Text section ::
======
Offer too little, and you might miss out on some fantastic collaborations. Pay too much, and your profits could take a hit.
In this blog, we'll walk you through a simple step-by-step guide, complete with templates and formulas, to ensure you calculate the right affiliate commission β making sure every collaboration keeps you in the green.
Offering a very high commission might seem tempting as a way to attract top-tier influencers, but it's crucial to weigh the long-term implications for the brand's overall health and growth trajectory.
Starting at a lower commission rate, such as within the 10-25% range, provides brands with negotiation leeway. This can be especially important for high-performing influencers who might request higher commissions over time.
For DTC brands, a significant portion of profitability comes from repeat purchases and building a loyal customer base. Offering high commissions can limit the resources available for post-sale engagement strategies, loyalty programs, and other retention activities that enhance CLV.
From a psychological perspective, extremely high commissions can sometimes make influencers question the value or quality of a product. If a company can afford to give away 50% of the selling price, influencers might wonder about the true cost of the product and its inherent value.
If your net margin is high, say 65%, you have enough room to maneuver. This could allow for a substantial influencer commission, and a generous customer discount, and still leave room for a decent profit.
For example, if you were to offer a 15% commission to the influencer and a 15% discount to customers, you'd still be left with a 35% profit margin, which is reasonably healthy.
On the other hand, with a tighter net margin, such as 30%, your wiggle room is significantly reduced. Offering 10% to both influencers and customers would only leave a 10% profit margin, which might not be sustainable in the long run, especially when considering other overheads and potential returns.
A workaround for this, if you have multiple products and margins vary, is to consider a model where commission rates vary based on product categories. Products with higher margins might have higher commissions, while those with slimmer margins offer lower commissions. This way, you can balance out the profitability across your product range.
Begin by duplicating the Google sheet here. Go to File > Make a Copy.
The template is designed to automate many calculations, ensuring that once you input the necessary data, the figures you need are generated accurately and instantly. It saves time and reduces the possibility of any error.4
Once you've duplicated the sheet, gather and document cost-related data for your products:
If you're adding a personal touch to your shipments like a thank-you note, complimentary gifts, or premium packaging, add those expenses also here. All these might seem minor but can add up. Document these costs to get a comprehensive view of your expenses.
======
[Lines from a collection]
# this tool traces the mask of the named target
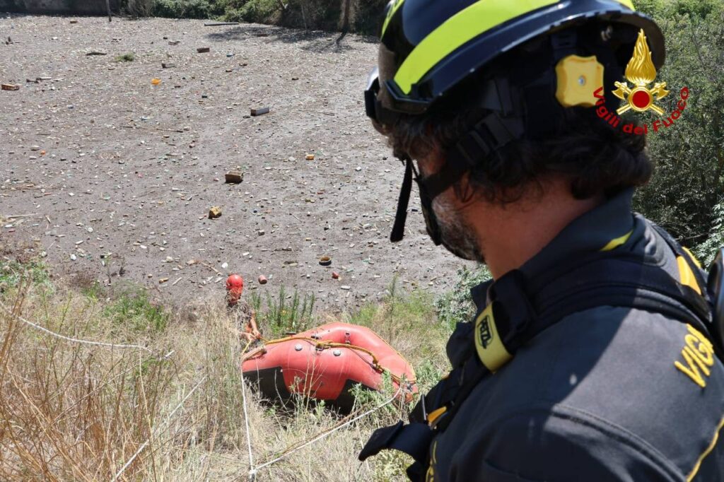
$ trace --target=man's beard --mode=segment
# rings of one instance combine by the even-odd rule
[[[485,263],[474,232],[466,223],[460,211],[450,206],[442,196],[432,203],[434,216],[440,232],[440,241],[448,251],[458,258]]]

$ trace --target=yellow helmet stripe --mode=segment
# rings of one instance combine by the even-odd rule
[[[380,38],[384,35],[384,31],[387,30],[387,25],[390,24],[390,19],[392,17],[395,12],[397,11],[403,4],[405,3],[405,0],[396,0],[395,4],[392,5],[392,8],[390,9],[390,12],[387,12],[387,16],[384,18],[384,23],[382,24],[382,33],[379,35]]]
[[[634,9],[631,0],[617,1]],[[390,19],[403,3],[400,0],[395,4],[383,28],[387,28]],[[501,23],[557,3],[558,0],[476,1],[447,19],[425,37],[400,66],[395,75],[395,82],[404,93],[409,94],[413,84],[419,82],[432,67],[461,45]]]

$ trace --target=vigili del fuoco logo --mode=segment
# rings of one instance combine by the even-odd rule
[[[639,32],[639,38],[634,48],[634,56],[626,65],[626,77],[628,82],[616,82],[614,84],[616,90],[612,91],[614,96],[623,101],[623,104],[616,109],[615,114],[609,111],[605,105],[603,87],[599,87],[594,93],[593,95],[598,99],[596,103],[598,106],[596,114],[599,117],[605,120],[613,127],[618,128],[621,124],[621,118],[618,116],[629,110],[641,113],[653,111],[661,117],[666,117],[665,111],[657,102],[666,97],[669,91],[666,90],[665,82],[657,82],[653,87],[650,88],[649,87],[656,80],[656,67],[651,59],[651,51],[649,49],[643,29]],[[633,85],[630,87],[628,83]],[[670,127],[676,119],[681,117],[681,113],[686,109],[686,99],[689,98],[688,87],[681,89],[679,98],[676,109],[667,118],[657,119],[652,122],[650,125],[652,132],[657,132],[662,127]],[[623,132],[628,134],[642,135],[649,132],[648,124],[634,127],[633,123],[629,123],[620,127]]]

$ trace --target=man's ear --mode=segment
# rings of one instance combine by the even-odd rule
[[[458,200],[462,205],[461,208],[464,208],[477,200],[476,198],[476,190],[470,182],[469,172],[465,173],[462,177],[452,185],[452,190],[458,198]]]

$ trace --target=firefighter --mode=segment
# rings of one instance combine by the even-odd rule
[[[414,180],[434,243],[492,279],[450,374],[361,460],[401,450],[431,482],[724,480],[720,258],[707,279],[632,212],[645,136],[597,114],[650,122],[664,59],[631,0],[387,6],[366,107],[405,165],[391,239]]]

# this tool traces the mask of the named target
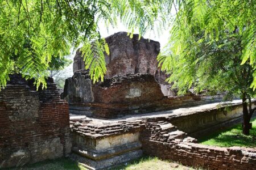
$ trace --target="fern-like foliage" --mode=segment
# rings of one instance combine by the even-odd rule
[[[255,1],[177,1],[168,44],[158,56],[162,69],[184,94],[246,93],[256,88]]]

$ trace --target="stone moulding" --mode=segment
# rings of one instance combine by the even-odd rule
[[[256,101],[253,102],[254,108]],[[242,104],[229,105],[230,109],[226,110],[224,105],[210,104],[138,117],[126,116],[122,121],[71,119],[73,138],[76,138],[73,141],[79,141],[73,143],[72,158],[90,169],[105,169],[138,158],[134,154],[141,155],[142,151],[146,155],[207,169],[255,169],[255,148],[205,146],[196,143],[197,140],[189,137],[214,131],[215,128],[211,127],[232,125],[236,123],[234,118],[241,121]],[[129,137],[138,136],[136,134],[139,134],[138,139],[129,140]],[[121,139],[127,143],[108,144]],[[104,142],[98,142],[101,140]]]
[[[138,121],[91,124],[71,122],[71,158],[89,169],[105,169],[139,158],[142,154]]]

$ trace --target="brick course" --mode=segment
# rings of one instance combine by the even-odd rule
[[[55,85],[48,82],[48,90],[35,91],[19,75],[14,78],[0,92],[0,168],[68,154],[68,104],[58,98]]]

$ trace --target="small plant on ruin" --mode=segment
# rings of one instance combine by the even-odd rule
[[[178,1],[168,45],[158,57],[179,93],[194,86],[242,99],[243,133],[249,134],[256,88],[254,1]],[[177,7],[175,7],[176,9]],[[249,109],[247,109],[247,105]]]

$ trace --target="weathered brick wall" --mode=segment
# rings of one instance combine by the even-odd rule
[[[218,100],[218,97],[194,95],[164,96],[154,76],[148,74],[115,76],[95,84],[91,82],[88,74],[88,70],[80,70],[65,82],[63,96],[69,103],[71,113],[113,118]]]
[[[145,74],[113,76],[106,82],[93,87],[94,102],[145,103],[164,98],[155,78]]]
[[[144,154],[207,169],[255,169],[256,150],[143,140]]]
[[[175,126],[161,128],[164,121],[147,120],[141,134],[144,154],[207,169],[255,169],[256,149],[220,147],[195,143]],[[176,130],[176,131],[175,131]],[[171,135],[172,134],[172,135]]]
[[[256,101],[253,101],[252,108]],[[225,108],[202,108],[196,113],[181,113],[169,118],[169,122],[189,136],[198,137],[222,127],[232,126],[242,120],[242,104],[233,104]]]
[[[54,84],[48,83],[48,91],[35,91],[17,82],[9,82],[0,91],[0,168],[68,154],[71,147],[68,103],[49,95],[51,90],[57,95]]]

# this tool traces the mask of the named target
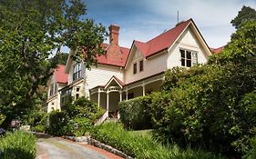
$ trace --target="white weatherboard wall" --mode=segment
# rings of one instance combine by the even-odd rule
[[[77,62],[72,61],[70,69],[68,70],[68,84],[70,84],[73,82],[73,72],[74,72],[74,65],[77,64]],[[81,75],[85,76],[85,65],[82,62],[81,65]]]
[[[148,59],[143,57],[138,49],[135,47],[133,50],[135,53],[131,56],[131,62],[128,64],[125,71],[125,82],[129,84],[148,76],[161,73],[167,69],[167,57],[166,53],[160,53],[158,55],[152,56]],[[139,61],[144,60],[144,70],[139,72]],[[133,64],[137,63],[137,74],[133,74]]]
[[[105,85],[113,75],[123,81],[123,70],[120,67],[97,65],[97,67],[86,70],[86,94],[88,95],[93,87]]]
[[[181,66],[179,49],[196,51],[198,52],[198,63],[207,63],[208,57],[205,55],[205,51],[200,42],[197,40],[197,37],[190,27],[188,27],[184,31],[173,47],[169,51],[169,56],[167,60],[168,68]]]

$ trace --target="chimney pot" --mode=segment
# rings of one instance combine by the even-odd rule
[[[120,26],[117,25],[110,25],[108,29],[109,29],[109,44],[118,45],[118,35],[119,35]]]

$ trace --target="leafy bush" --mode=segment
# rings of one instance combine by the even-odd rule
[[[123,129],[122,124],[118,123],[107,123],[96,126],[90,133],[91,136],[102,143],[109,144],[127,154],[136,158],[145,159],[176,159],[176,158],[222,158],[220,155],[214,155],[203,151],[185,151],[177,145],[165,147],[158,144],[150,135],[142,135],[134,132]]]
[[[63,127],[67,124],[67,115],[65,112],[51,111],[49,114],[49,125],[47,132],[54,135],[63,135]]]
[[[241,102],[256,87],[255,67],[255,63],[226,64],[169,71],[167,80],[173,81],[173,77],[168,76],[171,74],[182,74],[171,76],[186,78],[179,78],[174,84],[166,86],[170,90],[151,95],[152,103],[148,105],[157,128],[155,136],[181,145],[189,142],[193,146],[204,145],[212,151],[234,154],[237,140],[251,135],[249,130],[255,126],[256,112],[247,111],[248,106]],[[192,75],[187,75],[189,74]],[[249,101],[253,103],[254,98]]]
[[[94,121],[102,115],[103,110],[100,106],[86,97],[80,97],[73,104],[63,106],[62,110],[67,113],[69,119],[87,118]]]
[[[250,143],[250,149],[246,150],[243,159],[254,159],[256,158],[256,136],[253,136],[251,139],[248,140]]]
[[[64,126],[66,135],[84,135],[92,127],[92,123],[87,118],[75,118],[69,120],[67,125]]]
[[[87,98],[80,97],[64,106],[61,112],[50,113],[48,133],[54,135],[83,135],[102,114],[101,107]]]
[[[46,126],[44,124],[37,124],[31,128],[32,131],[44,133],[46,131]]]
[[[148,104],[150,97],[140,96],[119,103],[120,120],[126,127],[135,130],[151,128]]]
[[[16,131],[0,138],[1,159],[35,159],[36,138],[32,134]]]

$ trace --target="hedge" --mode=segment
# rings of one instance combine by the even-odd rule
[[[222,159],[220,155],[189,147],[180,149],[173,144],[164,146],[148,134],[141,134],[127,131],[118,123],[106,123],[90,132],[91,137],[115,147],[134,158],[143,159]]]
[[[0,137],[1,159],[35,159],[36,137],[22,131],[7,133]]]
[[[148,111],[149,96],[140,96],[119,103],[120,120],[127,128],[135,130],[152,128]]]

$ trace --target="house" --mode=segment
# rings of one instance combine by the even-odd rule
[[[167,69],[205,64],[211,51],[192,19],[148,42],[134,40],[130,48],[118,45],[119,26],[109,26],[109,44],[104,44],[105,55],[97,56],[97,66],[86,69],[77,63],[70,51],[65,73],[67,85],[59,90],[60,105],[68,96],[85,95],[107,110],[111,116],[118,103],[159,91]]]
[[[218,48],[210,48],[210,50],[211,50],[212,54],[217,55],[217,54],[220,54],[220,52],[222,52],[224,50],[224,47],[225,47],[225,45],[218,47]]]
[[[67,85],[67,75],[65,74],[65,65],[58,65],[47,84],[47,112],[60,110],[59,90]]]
======
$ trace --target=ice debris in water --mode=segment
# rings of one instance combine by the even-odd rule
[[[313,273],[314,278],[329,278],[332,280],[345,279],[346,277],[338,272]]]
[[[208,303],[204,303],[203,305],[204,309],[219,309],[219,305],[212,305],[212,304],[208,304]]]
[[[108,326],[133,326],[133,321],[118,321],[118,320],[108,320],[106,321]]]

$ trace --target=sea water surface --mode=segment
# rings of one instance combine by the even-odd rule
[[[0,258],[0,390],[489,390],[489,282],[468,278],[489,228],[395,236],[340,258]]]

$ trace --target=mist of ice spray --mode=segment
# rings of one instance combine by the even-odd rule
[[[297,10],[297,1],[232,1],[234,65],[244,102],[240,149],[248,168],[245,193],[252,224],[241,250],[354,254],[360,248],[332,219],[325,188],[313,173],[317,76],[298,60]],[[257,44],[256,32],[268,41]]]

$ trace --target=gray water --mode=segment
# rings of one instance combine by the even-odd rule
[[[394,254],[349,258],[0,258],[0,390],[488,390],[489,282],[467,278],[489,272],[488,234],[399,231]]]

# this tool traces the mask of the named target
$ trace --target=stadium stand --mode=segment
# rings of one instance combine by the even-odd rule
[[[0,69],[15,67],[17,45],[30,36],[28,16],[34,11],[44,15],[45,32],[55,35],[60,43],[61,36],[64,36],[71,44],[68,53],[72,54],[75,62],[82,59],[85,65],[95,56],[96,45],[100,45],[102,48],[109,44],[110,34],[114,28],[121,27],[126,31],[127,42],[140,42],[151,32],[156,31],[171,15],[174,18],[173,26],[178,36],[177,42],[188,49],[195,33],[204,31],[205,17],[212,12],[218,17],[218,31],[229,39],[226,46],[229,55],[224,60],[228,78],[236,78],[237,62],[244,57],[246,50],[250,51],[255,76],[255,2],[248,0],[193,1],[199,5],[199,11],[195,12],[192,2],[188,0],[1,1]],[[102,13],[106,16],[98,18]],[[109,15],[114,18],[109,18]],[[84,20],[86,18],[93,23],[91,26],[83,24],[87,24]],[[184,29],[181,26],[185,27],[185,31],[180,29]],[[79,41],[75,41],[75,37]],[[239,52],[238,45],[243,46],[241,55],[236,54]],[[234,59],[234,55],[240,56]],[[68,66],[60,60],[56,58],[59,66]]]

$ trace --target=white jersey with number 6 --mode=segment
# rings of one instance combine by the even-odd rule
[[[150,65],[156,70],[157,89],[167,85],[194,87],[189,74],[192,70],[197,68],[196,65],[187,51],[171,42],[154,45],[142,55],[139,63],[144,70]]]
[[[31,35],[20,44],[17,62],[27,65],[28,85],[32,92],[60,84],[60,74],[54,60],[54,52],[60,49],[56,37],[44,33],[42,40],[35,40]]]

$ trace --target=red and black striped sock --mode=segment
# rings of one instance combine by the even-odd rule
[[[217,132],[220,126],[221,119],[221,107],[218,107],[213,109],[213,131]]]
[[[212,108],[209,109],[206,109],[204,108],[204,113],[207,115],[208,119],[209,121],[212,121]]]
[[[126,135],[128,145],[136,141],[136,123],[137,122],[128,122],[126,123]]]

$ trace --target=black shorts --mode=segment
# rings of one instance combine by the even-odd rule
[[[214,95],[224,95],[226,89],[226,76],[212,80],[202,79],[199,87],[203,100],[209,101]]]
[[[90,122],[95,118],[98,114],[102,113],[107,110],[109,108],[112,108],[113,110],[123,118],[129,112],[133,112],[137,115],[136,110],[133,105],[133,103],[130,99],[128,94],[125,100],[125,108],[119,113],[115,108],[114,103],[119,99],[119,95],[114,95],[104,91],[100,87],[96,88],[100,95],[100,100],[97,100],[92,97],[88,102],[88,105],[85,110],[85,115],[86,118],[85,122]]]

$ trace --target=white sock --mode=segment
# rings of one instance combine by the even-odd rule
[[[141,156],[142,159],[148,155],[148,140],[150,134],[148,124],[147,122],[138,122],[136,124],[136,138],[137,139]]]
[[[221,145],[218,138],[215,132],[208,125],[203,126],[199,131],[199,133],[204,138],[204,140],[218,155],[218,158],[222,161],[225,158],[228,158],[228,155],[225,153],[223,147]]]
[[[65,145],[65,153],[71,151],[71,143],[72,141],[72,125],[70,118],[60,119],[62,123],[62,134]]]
======
Brief ::
Answer these questions from the text on affiliate commissions:
1. What commission range is given as an example of a lower starting rate?
2. With a 65% net margin, what profit margin remains after a 15% influencer commission and a 15% customer discount?
3. Which menu steps make a copy of the Google sheet?
These lines have no connection to the text on affiliate commissions.

Response ::
1. 10-25%
2. 35%
3. File > Make a Copy